### Aim:
Quote every one of the lines below word for word, leaving the pictures out.

(Saved entries)

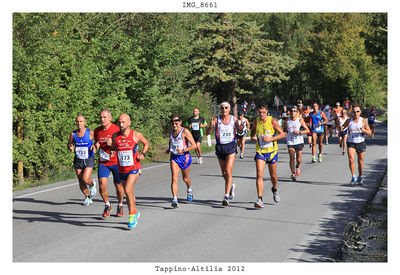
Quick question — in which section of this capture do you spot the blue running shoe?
[350,176,357,186]
[128,211,140,229]
[187,190,193,201]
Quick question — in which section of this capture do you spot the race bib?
[75,147,89,159]
[220,131,233,143]
[192,122,200,131]
[118,150,133,166]
[99,148,110,161]
[258,134,274,149]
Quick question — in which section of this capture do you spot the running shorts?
[288,143,304,151]
[170,153,192,170]
[347,141,367,153]
[254,150,278,164]
[215,141,237,160]
[119,169,140,180]
[192,132,203,143]
[340,130,347,137]
[97,163,121,183]
[74,154,94,170]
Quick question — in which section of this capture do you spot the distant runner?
[310,102,327,162]
[111,114,149,228]
[341,104,371,185]
[206,101,239,206]
[251,104,285,208]
[68,116,97,206]
[167,114,196,208]
[236,112,250,159]
[283,106,310,181]
[186,108,208,164]
[94,110,124,218]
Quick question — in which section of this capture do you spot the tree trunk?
[230,80,238,117]
[17,114,25,185]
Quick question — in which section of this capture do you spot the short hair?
[257,103,268,110]
[171,114,182,120]
[100,109,111,117]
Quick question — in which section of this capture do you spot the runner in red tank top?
[94,110,124,218]
[111,114,149,231]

### Correct answer:
Quick question — in which section of this capture do you spot the blue running shoe?
[350,176,357,186]
[128,211,140,229]
[187,190,193,201]
Quick question — in which section of this capture do you spot the race bib?
[75,147,89,159]
[220,131,233,143]
[192,122,200,131]
[118,150,133,166]
[99,148,110,161]
[258,134,274,149]
Quick question — in which section of this capture do you spot the running shorts?
[288,143,304,151]
[170,153,192,170]
[347,141,367,153]
[254,150,278,164]
[215,141,237,160]
[119,169,140,180]
[192,132,203,143]
[340,130,347,137]
[97,163,121,183]
[74,154,94,170]
Quick question — in which section of this capture do you spot the distant runner?
[310,102,327,162]
[111,114,149,228]
[341,104,371,185]
[206,101,239,206]
[251,104,285,208]
[68,116,97,206]
[167,114,196,208]
[236,112,250,159]
[283,106,310,181]
[186,108,208,164]
[94,110,124,218]
Quick question — in which section of this capture do you spot the tree trunk?
[230,80,238,117]
[17,114,25,185]
Quick question — in which section of this capture do you spot the short hair?
[257,103,268,110]
[171,114,182,120]
[100,109,111,117]
Quick question — in which section of this capture do you spot the runner in red tank top?
[94,110,124,218]
[111,114,149,231]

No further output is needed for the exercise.